• **Written problem**: Copy out word for word the items starting at the line that contains "Draw the outline of every instance of the <item>paved" and ending with the last line of the items.

• **Extracted data**:
## START

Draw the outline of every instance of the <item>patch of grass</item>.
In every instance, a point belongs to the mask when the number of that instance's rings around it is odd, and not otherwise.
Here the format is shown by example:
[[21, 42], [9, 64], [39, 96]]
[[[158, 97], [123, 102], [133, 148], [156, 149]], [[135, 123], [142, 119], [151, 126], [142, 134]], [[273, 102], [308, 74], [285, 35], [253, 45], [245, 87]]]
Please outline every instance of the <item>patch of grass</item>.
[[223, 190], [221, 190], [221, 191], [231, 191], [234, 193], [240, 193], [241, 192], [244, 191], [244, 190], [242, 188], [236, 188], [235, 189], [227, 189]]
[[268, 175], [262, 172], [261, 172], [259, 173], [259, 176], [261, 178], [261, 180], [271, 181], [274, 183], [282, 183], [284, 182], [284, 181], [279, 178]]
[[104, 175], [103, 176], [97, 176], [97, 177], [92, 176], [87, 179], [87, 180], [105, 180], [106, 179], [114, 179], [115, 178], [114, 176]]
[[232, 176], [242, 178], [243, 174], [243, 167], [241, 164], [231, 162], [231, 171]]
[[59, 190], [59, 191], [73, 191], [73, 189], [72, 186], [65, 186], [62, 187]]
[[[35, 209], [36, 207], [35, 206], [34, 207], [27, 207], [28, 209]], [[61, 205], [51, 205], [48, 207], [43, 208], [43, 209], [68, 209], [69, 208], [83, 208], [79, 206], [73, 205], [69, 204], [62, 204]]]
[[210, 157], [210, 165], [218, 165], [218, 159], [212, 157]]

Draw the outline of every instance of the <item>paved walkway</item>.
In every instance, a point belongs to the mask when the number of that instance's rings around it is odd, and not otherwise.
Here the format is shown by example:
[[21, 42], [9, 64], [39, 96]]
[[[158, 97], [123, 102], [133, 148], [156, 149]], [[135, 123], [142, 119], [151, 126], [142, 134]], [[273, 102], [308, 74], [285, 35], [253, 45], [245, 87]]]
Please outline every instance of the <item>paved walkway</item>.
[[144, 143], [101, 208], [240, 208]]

## END

• **Solution for this problem**:
Draw the outline of every instance of the <item>paved walkway</item>.
In every instance, a point belongs to the mask when the number of that instance's rings around it is odd, and not otherwise.
Here the format is shown by example:
[[21, 42], [9, 64], [39, 96]]
[[[158, 97], [123, 102], [133, 148], [156, 149]], [[135, 123], [142, 119], [151, 126], [142, 134]], [[273, 102], [308, 74], [285, 35], [253, 45], [245, 87]]]
Please outline every instance of the <item>paved walkway</item>.
[[144, 143], [101, 208], [240, 208]]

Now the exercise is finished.